6. Stagecoach (1939)

As I said off the bat, if you don’t like John Wayne, then this list isn’t for you. Prepare for the takeover.

This is a rather green Wayne—it’s his breakout performance, after all. The one that set the stage for his legendary career in the three subsequent decades. The one that set him apart from his contemporaries as the preeminent Western star of the era, and perhaps of all time.

Of course, this list explores casts in their entirety, and Stagecoach is at number six by virtue of other performances by Claire Trevor (who received top billing status for her role as Dallas), Andy Devine, John Carradine and Thomas Mitchell. While those names might appear unfamiliar to more modern audiences, trust me when I emphasize their star power at the time.

5. Rio Bravo (1959)

And just like that, we have more John Wayne. Here, he acts as a sheriff in Texas holding a murder suspect in jail until the U.S. Marshall rolls through, and he leads a crazy-good cast of established thespians from Dean Martin and Ricky Nelson to Angie Dickinson and Walter Brennan.

**TASK SET**
**a)** Quote the Western rankings from "As I said off" to "of all time.".
**b)** In the Western rankings, which performers besides John Wayne are given as the reason Stagecoach sits at number six?
The material that follows has no connection to the Western rankings.

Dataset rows
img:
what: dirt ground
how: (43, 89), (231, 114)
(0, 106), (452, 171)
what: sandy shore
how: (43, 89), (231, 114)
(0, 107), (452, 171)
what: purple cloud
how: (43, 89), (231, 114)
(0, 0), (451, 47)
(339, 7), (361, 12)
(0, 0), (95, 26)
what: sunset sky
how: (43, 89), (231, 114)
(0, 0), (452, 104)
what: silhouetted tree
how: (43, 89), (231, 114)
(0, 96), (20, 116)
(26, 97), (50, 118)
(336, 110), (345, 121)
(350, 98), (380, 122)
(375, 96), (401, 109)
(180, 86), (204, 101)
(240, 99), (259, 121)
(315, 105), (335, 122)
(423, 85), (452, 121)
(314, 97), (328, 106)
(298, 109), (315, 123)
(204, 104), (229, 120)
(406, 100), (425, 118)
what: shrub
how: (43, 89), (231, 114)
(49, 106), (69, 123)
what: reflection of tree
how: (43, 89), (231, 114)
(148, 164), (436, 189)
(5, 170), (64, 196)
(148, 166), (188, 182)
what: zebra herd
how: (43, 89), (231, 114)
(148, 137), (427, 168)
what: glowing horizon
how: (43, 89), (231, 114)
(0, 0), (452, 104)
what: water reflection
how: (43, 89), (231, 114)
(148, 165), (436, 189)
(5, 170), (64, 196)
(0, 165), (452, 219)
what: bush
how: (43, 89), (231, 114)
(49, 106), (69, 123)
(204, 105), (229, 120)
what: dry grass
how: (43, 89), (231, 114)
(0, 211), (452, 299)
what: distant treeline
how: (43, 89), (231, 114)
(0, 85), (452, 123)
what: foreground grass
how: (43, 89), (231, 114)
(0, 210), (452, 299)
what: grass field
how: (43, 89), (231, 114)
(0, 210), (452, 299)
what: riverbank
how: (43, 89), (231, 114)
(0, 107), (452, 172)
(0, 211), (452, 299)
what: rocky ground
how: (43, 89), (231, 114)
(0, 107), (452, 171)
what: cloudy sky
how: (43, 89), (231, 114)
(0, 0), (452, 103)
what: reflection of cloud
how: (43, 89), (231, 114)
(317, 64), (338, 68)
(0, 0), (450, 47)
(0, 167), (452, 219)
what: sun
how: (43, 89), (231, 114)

**TASK-BY-TASK SOLUTIONS**
**a)**
As I said off the bat, if you don’t like John Wayne, then this list isn’t for you. Prepare for the takeover.

This is a rather green Wayne—it’s his breakout performance, after all. The one that set the stage for his legendary career in the three subsequent decades. The one that set him apart from his contemporaries as the preeminent Western star of the era, and perhaps of all time.

**b)** Claire Trevor, Andy Devine, John Carradine and Thomas Mitchell